# ARTICLE
════════════════════
Annual total operating expenses break down like this:

  • Lifeline Plus: ~$73 million
  • Accessible County: ~$78 million
  • Smart Growth: ~$100 million

While the Lifeline Plus and Accessible County are similar in capital cost, the Smart Growth scenario is considerably higher, because offers a new dimension of high-capacity transit and regional rail services. But, Benham pointed out, not all of those costs would be paid by Washtenaw County taxpayers alone. In the case of the rail options included in Smart Growth, roughly two-thirds of the track would be located in Wayne County. We want to emphasize cost, Benham said, not funding.

Benham then introduced a pie chart indicating various sources of funding. Historically, the federal government has paid for 45% of the funding; the state has paid another 13%; local sources contribute 16%; and the final 26% is generated directly through fares.

Benham cited the Millennium Park project in Chicago as a model for how funds could be broken down to minimize the expense on the taxpayer – in that example, the project cost half a billion dollars. Yet one-third of that came from private sources. Edmonson added that individuals, institutions, and corporations all have an incentive to contribute. Benham then returned to the local scenarios, saying that one-third of the operating costs would be shouldered by local residents.

The total operating cost divided into a scenario’s total community benefits makes up that scenario’s cost-benefit ratio. The Smart Growth scenario has the highest cost-benefit ratio, of 3.12 – that is, for every $1 of additional operating cost, the community receives an additional $3.12 of benefit. Lifeline Plus has a 2.6 cost-benefit ratio, while Accessible County’s is a near-identical 2.62.

Conclusion: Addressing Transit Needs

After discussing the funding side of the transit equation, Benham and Edmonson quickly switched to general benefits of transit, on any of the three scenarios. Transit, they said, relieves congestion, boosts our regional economy, increases choice riders, and allows senior populations to age in place. Benham continued, saying that people don’t realize they actually get time back on the bus. “Get some work done – sleep,” he said, adding jokingly, “text.”

But the AATA, he said, cannot do this alone. In every one of the scenarios – as well as for its current operations – the AATA has “strategic alliances” with WAVE, People’s Express, and Manchester Senior Services, Benham said.

He underlined that the term “transportation” need not be limited to buses and railways. The AATA also seeks to expand bikeways and sidewalks, along with roadways. One forum attendee, who had not spoken until that point, added that they’d seen how a person in a wheelchair had not been accommodated on a bus on South University Avenue.
════════════════════
# STATED TASK 1
Copy out the stored entries word for word, starting at the first line that contains "manatee tail, then" and continuing through the last line of the stored entries.

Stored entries
════════════════════
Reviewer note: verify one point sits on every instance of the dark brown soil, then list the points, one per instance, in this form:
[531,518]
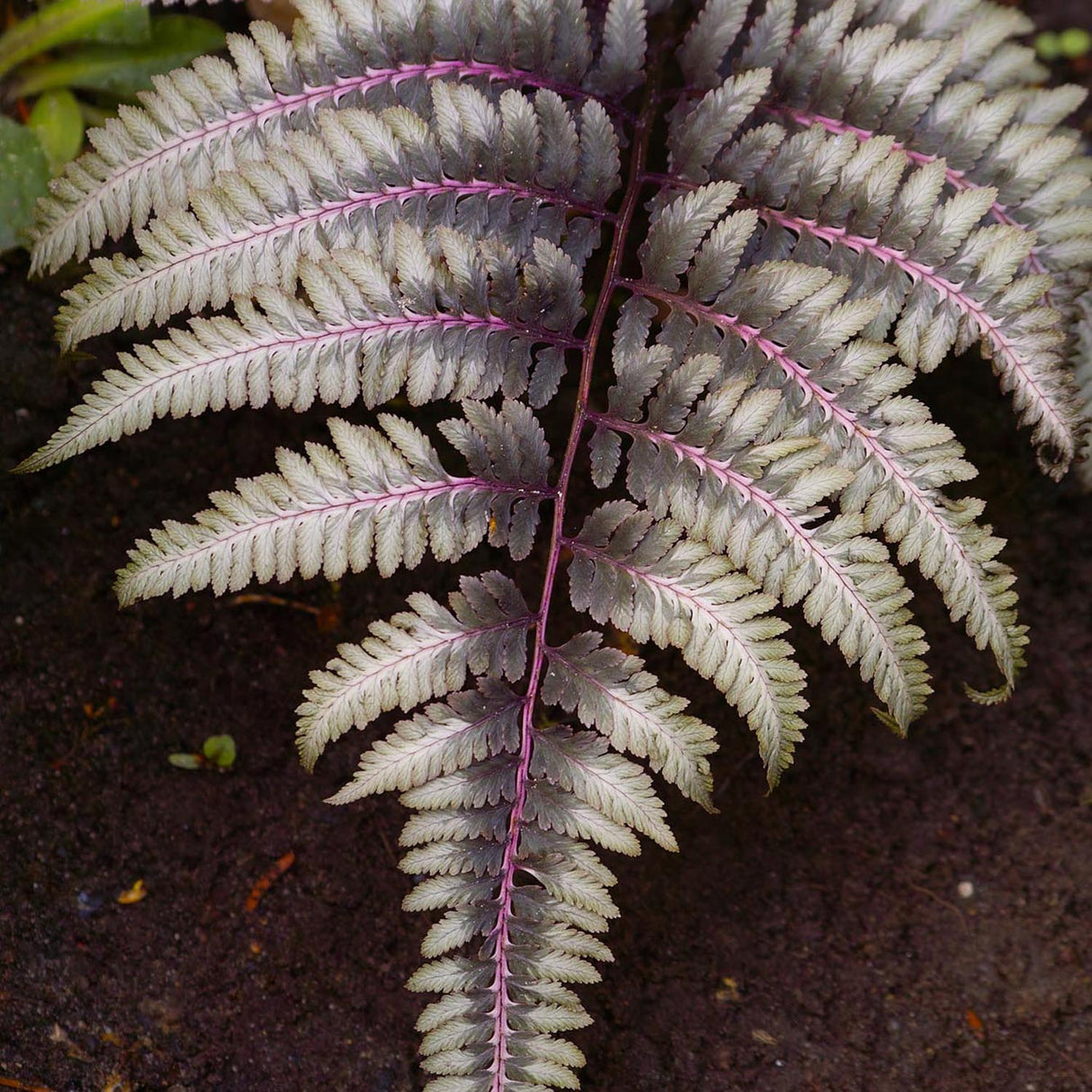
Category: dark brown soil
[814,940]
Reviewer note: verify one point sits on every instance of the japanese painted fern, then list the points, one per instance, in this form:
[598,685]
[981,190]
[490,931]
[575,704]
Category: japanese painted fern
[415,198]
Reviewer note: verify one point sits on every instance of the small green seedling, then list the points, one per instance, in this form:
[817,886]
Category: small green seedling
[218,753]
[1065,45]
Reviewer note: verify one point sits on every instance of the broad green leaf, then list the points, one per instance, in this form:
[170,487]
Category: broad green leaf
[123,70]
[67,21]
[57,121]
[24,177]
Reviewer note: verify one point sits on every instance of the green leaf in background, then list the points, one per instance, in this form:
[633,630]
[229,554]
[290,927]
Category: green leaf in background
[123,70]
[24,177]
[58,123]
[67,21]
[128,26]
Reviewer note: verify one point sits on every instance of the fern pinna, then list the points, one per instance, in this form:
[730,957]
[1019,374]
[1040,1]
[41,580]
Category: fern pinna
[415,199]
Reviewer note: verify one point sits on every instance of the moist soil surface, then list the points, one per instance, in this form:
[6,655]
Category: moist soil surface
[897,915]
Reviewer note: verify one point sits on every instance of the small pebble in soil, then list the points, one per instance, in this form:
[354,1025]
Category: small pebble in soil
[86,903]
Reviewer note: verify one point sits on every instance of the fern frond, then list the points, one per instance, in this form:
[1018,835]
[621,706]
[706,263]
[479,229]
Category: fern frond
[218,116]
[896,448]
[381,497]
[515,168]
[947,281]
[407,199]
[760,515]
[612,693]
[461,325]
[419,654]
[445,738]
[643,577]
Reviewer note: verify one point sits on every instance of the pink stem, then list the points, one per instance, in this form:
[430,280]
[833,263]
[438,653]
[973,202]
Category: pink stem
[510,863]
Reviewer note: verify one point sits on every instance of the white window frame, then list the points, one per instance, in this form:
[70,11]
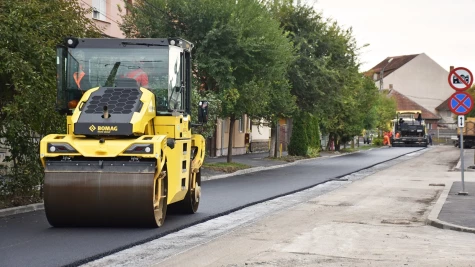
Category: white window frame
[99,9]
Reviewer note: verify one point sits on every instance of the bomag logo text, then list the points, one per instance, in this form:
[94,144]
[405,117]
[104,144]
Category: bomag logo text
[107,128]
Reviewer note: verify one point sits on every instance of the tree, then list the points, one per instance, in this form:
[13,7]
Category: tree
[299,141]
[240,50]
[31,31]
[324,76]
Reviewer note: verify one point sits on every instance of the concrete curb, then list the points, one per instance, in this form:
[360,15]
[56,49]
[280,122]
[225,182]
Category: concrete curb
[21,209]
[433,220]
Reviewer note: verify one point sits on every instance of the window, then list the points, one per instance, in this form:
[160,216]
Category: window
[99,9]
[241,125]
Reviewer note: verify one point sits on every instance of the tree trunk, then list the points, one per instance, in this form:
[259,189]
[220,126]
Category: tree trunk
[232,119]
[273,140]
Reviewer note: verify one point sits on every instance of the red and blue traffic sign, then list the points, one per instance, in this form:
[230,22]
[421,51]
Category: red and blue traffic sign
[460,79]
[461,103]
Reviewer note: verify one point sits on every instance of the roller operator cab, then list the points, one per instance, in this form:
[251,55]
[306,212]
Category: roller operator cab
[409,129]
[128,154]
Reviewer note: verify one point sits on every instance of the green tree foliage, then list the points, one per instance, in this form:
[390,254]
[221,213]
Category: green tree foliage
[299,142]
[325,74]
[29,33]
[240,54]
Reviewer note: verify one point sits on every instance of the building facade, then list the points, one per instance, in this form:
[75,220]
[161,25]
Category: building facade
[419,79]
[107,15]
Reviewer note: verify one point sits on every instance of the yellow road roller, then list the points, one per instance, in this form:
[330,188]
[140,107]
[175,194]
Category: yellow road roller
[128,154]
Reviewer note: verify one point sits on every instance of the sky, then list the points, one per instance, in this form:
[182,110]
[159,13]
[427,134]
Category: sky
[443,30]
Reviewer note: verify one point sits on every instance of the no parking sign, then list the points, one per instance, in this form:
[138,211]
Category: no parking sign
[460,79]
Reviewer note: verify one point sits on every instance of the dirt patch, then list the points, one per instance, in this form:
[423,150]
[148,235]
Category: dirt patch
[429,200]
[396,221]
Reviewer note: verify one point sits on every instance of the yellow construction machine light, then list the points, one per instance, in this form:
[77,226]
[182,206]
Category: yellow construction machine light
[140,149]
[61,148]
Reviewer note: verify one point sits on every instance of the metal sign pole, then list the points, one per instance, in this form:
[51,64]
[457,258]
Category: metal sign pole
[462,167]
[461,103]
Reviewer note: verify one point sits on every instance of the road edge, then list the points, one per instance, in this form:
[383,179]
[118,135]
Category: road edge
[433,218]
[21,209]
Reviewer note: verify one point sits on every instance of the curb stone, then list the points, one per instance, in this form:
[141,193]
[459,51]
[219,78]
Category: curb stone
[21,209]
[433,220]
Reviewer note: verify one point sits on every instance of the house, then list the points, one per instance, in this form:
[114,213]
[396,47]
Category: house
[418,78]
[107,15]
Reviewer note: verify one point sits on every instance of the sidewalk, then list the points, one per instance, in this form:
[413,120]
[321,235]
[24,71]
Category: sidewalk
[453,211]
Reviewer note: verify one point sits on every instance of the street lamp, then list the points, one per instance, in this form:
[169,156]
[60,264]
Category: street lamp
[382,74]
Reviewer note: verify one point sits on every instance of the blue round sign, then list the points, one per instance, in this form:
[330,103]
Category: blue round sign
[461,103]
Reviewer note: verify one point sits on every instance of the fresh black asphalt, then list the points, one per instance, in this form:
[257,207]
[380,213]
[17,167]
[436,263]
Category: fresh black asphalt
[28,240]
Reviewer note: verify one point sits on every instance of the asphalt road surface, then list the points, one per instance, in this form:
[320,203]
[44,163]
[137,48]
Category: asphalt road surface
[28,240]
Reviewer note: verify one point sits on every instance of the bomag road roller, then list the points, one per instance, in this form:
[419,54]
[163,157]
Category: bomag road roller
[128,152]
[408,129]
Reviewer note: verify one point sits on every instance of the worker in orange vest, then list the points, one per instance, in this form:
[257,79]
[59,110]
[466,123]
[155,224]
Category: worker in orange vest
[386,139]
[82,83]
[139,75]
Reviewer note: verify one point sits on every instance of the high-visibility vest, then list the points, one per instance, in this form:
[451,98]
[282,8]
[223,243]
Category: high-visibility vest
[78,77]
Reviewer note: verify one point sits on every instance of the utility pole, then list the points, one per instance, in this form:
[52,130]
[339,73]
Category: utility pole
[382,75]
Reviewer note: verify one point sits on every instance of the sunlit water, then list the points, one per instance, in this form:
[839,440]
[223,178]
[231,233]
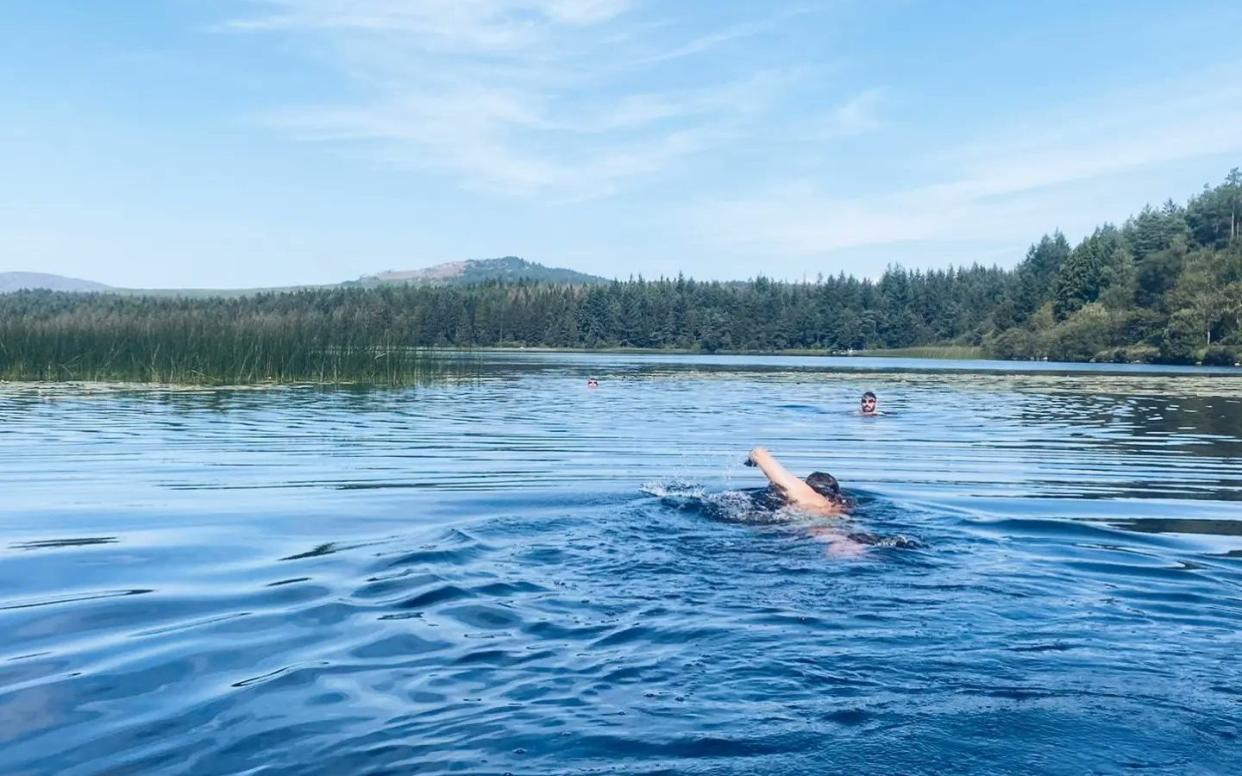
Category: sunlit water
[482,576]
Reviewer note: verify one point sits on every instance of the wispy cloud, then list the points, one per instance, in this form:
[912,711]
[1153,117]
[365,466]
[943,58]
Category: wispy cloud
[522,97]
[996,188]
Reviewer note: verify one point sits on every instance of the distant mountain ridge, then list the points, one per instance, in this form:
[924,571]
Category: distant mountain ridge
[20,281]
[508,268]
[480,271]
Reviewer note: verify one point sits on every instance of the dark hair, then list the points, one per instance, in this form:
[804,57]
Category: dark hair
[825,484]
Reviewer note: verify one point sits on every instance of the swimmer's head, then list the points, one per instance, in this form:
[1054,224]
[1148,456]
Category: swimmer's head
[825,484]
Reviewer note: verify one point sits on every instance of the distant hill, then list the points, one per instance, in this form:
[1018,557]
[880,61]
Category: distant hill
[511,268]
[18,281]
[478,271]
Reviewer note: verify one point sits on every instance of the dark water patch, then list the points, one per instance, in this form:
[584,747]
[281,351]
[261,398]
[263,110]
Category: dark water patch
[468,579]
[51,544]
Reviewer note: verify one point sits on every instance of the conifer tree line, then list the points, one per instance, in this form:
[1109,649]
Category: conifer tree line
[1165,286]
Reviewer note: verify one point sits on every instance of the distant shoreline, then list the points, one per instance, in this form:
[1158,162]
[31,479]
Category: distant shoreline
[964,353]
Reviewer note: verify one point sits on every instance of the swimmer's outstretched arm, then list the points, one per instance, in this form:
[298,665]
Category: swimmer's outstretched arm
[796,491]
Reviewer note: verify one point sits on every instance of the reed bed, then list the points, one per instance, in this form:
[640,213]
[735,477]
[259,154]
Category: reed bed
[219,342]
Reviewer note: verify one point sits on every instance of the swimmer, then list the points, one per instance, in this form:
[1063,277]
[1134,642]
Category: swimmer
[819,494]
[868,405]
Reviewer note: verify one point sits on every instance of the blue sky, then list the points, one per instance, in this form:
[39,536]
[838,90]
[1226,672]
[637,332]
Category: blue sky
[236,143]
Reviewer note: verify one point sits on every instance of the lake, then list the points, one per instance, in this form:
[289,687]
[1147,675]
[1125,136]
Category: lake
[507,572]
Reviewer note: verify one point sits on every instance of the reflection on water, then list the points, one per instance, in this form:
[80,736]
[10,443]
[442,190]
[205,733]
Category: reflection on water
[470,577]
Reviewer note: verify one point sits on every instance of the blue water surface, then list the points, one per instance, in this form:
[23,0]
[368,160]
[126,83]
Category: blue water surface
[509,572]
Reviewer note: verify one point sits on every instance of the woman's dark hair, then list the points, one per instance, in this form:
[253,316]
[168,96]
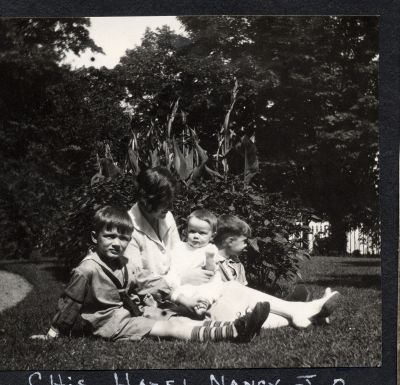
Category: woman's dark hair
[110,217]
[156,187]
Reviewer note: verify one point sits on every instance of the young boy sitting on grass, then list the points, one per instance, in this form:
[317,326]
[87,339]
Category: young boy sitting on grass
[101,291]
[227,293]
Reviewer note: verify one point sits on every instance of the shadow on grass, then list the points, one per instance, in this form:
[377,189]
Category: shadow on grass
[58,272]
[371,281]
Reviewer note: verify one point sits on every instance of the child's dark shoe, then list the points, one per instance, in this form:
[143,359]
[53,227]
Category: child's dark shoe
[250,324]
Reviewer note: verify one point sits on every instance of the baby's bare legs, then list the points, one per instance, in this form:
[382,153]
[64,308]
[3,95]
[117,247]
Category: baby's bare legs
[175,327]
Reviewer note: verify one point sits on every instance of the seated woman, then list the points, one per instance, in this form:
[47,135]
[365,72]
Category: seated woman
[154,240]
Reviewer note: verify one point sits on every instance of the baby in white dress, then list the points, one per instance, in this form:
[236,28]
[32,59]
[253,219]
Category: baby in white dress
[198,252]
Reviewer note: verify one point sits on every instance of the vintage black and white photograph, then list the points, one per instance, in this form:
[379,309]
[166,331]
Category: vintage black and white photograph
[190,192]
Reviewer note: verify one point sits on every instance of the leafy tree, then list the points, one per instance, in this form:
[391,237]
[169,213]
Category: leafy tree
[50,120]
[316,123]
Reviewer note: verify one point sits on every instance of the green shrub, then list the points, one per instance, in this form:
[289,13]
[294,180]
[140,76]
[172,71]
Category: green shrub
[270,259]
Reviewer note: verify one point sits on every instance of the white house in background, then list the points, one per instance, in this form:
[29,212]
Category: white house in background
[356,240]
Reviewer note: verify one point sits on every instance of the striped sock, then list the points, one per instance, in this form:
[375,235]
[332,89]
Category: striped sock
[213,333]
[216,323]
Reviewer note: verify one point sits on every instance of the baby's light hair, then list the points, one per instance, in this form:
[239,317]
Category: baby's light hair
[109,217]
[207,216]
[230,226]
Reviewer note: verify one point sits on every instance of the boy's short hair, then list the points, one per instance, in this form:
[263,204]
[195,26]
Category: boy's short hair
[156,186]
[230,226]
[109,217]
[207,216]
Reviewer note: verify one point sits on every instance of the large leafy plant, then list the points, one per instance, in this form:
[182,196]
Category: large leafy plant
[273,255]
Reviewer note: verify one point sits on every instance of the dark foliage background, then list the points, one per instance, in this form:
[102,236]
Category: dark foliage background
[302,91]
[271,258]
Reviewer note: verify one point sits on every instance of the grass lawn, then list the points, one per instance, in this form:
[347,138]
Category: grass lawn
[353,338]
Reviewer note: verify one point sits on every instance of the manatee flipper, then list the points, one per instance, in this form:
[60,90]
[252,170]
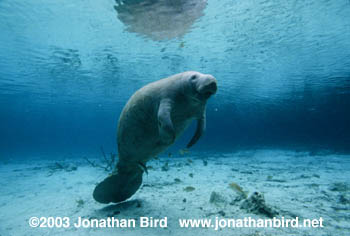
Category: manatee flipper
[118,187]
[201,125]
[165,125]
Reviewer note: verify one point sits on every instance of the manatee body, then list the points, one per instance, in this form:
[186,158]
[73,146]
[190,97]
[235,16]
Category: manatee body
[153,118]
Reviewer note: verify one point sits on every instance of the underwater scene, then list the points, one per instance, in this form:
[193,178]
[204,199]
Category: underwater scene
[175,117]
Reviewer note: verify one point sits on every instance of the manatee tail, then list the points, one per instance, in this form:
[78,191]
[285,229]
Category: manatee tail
════════════════════
# STATED TASK 2
According to the transit article, which groups does the AATA have "strategic alliances" with?

# REPLY 1
Reviewer note: verify one point sits on every instance of the manatee tail, then list the points, one per instance, in this form:
[78,191]
[285,229]
Category: manatee tail

# REPLY 2
WAVE, People's Express, and Manchester Senior Services.